Take all the material and copy it exactly.
----
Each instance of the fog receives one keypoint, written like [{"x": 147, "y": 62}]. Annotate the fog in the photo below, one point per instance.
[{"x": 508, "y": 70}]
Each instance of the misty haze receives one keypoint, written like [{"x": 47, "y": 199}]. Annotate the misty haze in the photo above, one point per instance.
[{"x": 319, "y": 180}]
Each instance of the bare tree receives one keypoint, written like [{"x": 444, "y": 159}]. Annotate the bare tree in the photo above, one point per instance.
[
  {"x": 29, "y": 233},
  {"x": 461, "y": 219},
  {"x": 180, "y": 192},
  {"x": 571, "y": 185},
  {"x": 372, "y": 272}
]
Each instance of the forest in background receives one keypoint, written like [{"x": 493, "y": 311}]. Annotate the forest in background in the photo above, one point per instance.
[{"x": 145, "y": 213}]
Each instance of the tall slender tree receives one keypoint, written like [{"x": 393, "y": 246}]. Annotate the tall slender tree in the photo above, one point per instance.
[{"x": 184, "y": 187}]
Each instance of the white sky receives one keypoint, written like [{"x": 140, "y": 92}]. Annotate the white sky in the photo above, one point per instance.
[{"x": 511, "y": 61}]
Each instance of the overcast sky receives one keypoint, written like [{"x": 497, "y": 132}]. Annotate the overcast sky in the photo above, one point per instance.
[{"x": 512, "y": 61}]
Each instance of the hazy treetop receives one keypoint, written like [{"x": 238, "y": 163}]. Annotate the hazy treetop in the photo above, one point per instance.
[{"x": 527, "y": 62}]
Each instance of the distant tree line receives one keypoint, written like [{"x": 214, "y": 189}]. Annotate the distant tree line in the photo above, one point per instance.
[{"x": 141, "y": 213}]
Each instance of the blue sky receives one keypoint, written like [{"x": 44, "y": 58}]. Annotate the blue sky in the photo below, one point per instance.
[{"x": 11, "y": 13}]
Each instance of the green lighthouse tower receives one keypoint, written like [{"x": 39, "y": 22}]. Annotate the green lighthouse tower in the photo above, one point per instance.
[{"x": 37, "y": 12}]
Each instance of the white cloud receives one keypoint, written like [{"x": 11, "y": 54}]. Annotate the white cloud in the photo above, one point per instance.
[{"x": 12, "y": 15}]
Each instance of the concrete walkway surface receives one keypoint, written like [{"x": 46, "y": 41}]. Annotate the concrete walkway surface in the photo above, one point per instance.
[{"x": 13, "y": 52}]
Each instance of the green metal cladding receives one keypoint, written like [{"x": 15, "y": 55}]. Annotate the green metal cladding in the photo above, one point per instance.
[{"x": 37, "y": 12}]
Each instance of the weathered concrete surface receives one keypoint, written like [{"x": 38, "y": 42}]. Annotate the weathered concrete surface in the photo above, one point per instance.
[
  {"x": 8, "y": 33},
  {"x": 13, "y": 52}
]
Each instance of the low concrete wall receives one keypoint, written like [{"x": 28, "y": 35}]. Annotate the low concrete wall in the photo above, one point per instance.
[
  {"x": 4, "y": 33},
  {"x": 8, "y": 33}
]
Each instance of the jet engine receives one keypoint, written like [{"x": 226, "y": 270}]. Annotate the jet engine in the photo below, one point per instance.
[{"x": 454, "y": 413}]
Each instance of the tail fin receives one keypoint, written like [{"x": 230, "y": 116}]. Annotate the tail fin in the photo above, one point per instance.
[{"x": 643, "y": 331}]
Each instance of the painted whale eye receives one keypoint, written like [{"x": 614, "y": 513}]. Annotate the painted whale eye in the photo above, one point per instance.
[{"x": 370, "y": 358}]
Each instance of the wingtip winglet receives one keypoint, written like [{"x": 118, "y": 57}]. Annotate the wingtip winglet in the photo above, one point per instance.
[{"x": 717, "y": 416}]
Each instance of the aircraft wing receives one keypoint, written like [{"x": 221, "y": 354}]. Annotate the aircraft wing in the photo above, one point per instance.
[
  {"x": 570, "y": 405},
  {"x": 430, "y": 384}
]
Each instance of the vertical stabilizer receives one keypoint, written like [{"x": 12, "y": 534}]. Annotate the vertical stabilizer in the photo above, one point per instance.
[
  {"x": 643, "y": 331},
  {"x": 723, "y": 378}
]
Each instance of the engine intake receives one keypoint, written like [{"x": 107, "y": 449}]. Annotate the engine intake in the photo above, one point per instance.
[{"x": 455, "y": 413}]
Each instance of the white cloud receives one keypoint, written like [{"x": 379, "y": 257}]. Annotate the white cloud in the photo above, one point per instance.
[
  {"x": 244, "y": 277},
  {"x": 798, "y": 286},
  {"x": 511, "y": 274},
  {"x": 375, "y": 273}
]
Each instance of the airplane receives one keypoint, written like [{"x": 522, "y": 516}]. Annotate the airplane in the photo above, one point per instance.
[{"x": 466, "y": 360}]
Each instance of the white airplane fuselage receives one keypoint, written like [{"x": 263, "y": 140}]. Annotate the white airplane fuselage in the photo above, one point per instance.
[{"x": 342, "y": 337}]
----
Exercise result
Each instance of the fog receives one keypoint, written like [{"x": 147, "y": 62}]. Annotate the fog in the photo below, one point per instance.
[{"x": 508, "y": 70}]
Each instance of the misty haze receives one keypoint, written like [{"x": 47, "y": 199}]. Annotate the misty haze in the photo above, one point per instance.
[{"x": 319, "y": 180}]
Each instance of the bare tree receives one keypoint, written like [{"x": 444, "y": 159}]. Annotate the bare tree in the photo above, one point per instance.
[
  {"x": 29, "y": 233},
  {"x": 461, "y": 219},
  {"x": 180, "y": 192},
  {"x": 571, "y": 185},
  {"x": 372, "y": 272}
]
Each instance of the forest in background receives one keypoint, written like [{"x": 493, "y": 311}]. Annotate the forest in background in the photo above, one point per instance.
[{"x": 145, "y": 213}]
Each instance of the tall slender tree receives one keypoint, written like [{"x": 393, "y": 246}]. Annotate the tall slender tree in the photo above, one point per instance.
[{"x": 184, "y": 187}]
Each instance of the white sky receives one keypoint, written like [{"x": 140, "y": 92}]. Annotate the white sky in the photo above, one point per instance.
[{"x": 511, "y": 61}]
Each instance of the overcast sky receives one keypoint, written like [{"x": 497, "y": 132}]. Annotate the overcast sky in the photo above, one point per instance.
[{"x": 512, "y": 61}]
Each instance of the hazy treetop receives one keypoint, written like [{"x": 238, "y": 163}]. Annotate the hazy treetop in the photo above, one point per instance.
[{"x": 527, "y": 62}]
Each instance of the distant tree line receives one keypoint, written like [{"x": 214, "y": 189}]. Annotate the distant tree line in the photo above, one point per instance.
[{"x": 141, "y": 213}]
Each instance of the blue sky receives one keypoint, written like [{"x": 44, "y": 58}]. Annotate the blue sky in the photo below, one point per instance.
[{"x": 11, "y": 13}]
Each instance of the green lighthouse tower receives one keypoint, written like [{"x": 39, "y": 22}]. Annotate the green lighthouse tower in the photo above, one point per instance.
[{"x": 37, "y": 12}]
Each instance of the white cloud receives one keypoint, written like [{"x": 11, "y": 54}]. Annotate the white cloud in the photo above, one point per instance.
[{"x": 12, "y": 15}]
Each instance of the concrete walkway surface receives one keypoint, written like [{"x": 46, "y": 41}]. Annotate the concrete walkway surface in the photo above, one point per instance.
[{"x": 13, "y": 52}]
Each instance of the green metal cladding receives one keypoint, written like [{"x": 15, "y": 55}]. Annotate the green metal cladding in the photo above, one point per instance.
[{"x": 37, "y": 12}]
Each instance of the weathered concrete surface receives one keypoint, written like [{"x": 38, "y": 42}]. Annotate the weathered concrete surface in the photo above, one point per instance.
[
  {"x": 8, "y": 33},
  {"x": 13, "y": 52}
]
Each instance of the low concrete wall receives one keypoint, written like [{"x": 28, "y": 35}]. Annotate the low concrete wall in the photo above, one point per instance.
[
  {"x": 4, "y": 33},
  {"x": 8, "y": 33}
]
Each instance of the jet engine receives one keypoint, written like [{"x": 226, "y": 270}]. Annotate the jet engine in the photo below, one point per instance.
[{"x": 454, "y": 413}]
Each instance of the tail fin receives one keypoint, written like [{"x": 230, "y": 116}]. Annotate the tail fin in the photo above, one point per instance.
[{"x": 643, "y": 331}]
Each instance of the painted whale eye receives one keypoint, written like [{"x": 614, "y": 513}]. Annotate the painted whale eye in the photo above, one point per instance.
[{"x": 370, "y": 358}]
Each instance of the wingtip winglet receives one keypoint, written like [{"x": 118, "y": 57}]. Annotate the wingtip winglet in the photo above, one point per instance.
[{"x": 717, "y": 416}]
Each instance of the aircraft wing receives one keypoint, written like [{"x": 221, "y": 354}]. Annotate the aircraft wing in the photo above, one point per instance.
[
  {"x": 570, "y": 405},
  {"x": 430, "y": 384}
]
Each instance of the vertical stabilizer receives one keypoint, written like [{"x": 12, "y": 534}]. Annotate the vertical stabilizer in the photo above, one point per instance.
[
  {"x": 643, "y": 331},
  {"x": 723, "y": 378}
]
Each instance of the engine intake receives one keypoint, written like [{"x": 107, "y": 449}]. Annotate the engine intake in the photo above, one point per instance.
[{"x": 455, "y": 413}]
Each instance of the white cloud receives one keypoint, written like [{"x": 379, "y": 257}]. Annotate the white cloud in the photo above, one point per instance.
[
  {"x": 244, "y": 277},
  {"x": 798, "y": 286},
  {"x": 511, "y": 274},
  {"x": 375, "y": 273}
]
Each instance of the airplane receives one keypoint, written like [{"x": 522, "y": 516}]. Annotate the airplane in the photo above, one point per instance.
[{"x": 466, "y": 360}]
Each instance of the white airplane fuselage receives one keypoint, written like [{"x": 263, "y": 140}]. Annotate the white airplane fuselage in the photo above, one point per instance.
[{"x": 342, "y": 337}]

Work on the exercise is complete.